Goal » Can you give every line below as a JSON list of strings, one string per line, with blank lines and any pictures left out?

---

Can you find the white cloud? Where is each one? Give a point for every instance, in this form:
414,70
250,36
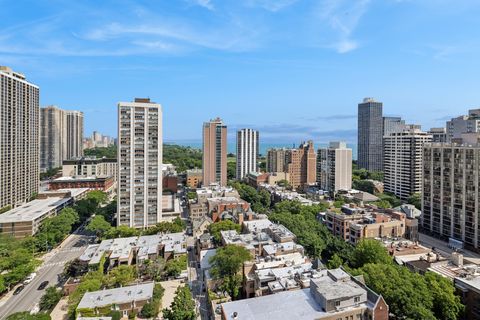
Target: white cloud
207,4
343,18
271,5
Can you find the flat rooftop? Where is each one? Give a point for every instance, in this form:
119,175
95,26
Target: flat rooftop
297,304
78,179
33,210
139,292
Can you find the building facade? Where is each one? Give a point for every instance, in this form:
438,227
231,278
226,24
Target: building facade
74,134
194,178
52,133
214,152
464,124
61,136
140,163
90,167
392,124
451,192
276,160
438,134
301,165
403,155
247,152
370,135
334,167
19,138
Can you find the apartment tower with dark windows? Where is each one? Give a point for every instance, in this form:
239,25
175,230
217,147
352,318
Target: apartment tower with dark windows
214,152
370,135
19,138
140,150
247,152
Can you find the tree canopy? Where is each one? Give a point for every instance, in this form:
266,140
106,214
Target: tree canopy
226,265
411,295
215,228
182,307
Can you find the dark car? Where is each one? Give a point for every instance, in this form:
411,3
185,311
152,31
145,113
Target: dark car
43,285
18,290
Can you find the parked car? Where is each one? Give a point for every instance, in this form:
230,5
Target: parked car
18,290
30,277
35,309
43,285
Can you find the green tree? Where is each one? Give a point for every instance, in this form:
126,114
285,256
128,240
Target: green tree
391,198
416,200
2,284
446,304
98,225
174,267
75,268
149,310
406,293
177,225
5,209
231,170
182,307
181,157
370,251
25,315
335,262
98,196
364,185
215,228
108,211
85,208
100,152
50,299
152,269
226,265
121,232
50,173
383,204
120,276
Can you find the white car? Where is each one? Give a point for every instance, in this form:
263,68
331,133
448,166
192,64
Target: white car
35,309
30,277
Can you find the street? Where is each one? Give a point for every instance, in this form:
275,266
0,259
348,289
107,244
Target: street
51,268
197,285
442,246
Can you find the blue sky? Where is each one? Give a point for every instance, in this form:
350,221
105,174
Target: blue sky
294,69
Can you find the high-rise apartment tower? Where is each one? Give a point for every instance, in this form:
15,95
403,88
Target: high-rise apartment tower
19,138
214,152
370,135
334,167
247,152
139,163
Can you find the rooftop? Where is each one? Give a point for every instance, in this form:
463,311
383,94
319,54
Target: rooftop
139,292
302,304
33,210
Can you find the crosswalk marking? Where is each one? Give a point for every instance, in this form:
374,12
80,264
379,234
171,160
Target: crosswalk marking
53,264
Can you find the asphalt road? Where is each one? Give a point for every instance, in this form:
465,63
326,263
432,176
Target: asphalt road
73,247
442,246
197,285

---

Response to this task »
[
  "Can you find the white cloud? Where is each one? Give a point for every instance, in this form:",
  "414,70",
  "250,36",
  "Target: white cloud",
  "207,4",
  "343,18",
  "271,5",
  "Can you find the flat rooftop? Where is each one? Give a point for every instance, in this form:",
  "119,175",
  "95,26",
  "Target: flat rooftop",
  "297,304",
  "78,179",
  "33,210",
  "139,292",
  "Can you find the building facade? Where is each one? Give a point for every instance, in this form:",
  "438,227",
  "231,278",
  "226,24",
  "Target: building facade",
  "74,134",
  "194,178",
  "52,133",
  "214,152",
  "464,124",
  "61,136",
  "140,163",
  "90,167",
  "392,124",
  "451,192",
  "276,160",
  "438,134",
  "301,165",
  "403,155",
  "247,152",
  "370,135",
  "334,167",
  "19,138",
  "Can you find the apartment tower with dark windows? Where is each one? Give a point for every instance, in this form:",
  "239,25",
  "175,230",
  "217,147",
  "352,318",
  "Target: apartment tower with dark windows",
  "214,152",
  "370,135",
  "19,138",
  "140,150",
  "247,152",
  "Can you find the tree canopy? Where is each one? Give a point for every instance, in this form:",
  "266,140",
  "106,214",
  "Target: tree canopy",
  "226,265",
  "411,295",
  "215,228",
  "182,307",
  "Can you find the dark car? Where is each one? Give a point for every instance, in this form:",
  "411,3",
  "185,311",
  "152,31",
  "145,113",
  "Target: dark car",
  "43,285",
  "18,290",
  "Can you find the parked car? Where is each one? Give a point for every instance, in this form:",
  "230,5",
  "Target: parked car",
  "18,290",
  "30,277",
  "35,309",
  "43,285",
  "Can you find the green tree? Where is each one? Give a point for every instance, in this form:",
  "126,114",
  "285,256",
  "128,240",
  "Target: green tree",
  "391,198",
  "416,200",
  "2,284",
  "446,304",
  "98,225",
  "174,267",
  "75,268",
  "149,310",
  "406,293",
  "177,225",
  "5,209",
  "231,170",
  "182,307",
  "181,157",
  "370,251",
  "25,315",
  "335,262",
  "98,196",
  "364,185",
  "215,228",
  "108,211",
  "85,208",
  "100,152",
  "50,299",
  "152,269",
  "226,265",
  "121,232",
  "50,173",
  "383,204",
  "120,276",
  "Can you find the white car? Where is each one? Give a point for every instance, in this form:",
  "263,68",
  "331,133",
  "448,166",
  "192,64",
  "Target: white car",
  "35,309",
  "30,277",
  "Can you find the street? Where is each one? Give a point for every instance, in this form:",
  "275,266",
  "0,259",
  "348,289",
  "107,244",
  "Target: street",
  "51,268",
  "197,285",
  "442,246",
  "Can you find the blue sky? Where is each one? Give a point for every instance, in this form:",
  "350,221",
  "105,174",
  "Target: blue sky",
  "294,69",
  "Can you find the high-rise apartment tower? Where is each one? Give a point for every instance, in this form:",
  "15,95",
  "403,88",
  "Target: high-rise apartment tower",
  "19,138",
  "214,152",
  "370,135",
  "334,167",
  "247,152",
  "139,163",
  "Can you find the rooftop? Where is each one? Give a point for every instance, in this form:",
  "463,311",
  "383,94",
  "319,54",
  "Target: rooftop",
  "139,292",
  "302,304",
  "33,210",
  "Can you find the crosswalk marking? Where is each one? Give a point for every instance, in this form:",
  "374,12",
  "80,264",
  "379,234",
  "171,160",
  "Target: crosswalk marking",
  "53,264",
  "Can you find the asphalt road? Where is each one? Give a point for every instance, in this form:",
  "465,63",
  "326,263",
  "432,176",
  "Target: asphalt road",
  "73,247",
  "442,246",
  "197,285"
]